**Extract provided**
-- BEGIN --
A more nuanced view is that what transactional Trump seems more concerned about is not so much reducing the supply of U.S. weapons to Ukraine but rather getting the Europeans to pay for it.

This is evident from the expected supply of over 3,300 ERAM cruise missiles to Ukraine, which Europe is financing. Trump has approved that delivery.

Unmistakably, this represents a grave escalation in the war against Russia, whereby the U.S. and its European NATO partners are making a concerted effort to weaponize the Kiev regime to strike deeper. The new cruise missile arsenal dovetails with the ramping up of European-supplied and financed long-range drone capability.

Thus, the inescapable conclusion is that Washington’s agenda of hostility towards Russia has not changed fundamentally. It has merely become nuanced with duplicity about seeking diplomacy, a charade in which Washington is supposedly thwarted by a recalcitrant Kiev regime and European Russophobes.
-- END --
**The task**
Answer these questions from the passage on U.S. weapons for Ukraine:
1. According to the passage, what does Trump seem more concerned about than reducing the supply of U.S. weapons to Ukraine?
2. How many ERAM cruise missiles are expected to be supplied to Ukraine?
3. With what does the new cruise missile arsenal dovetail?

**Dataset excerpts**
-- BEGIN --
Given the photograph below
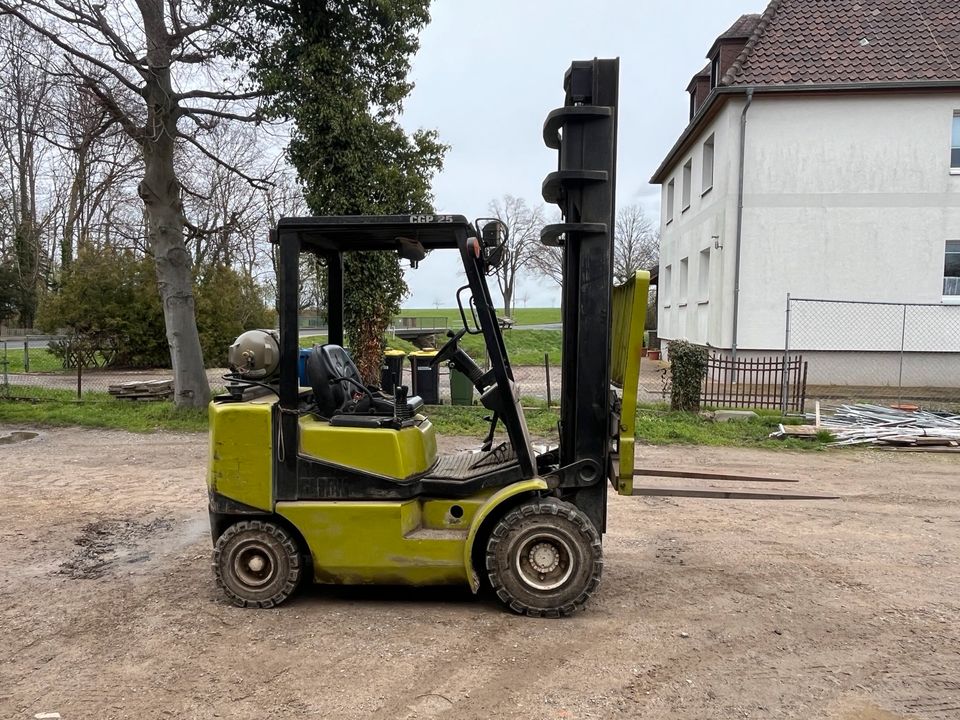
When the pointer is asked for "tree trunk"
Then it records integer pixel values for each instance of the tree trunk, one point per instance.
-- END --
-- BEGIN --
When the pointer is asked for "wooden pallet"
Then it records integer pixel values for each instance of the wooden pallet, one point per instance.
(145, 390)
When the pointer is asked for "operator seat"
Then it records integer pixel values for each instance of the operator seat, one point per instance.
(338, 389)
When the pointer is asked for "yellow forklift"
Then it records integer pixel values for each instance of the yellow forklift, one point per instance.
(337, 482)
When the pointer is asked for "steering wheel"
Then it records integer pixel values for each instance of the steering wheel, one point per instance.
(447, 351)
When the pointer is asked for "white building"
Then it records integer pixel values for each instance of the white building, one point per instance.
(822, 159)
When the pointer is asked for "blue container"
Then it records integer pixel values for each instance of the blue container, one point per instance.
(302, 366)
-- END --
**Result below**
1. Getting the Europeans to pay for it.
2. Over 3,300.
3. The ramping up of European-supplied and financed long-range drone capability.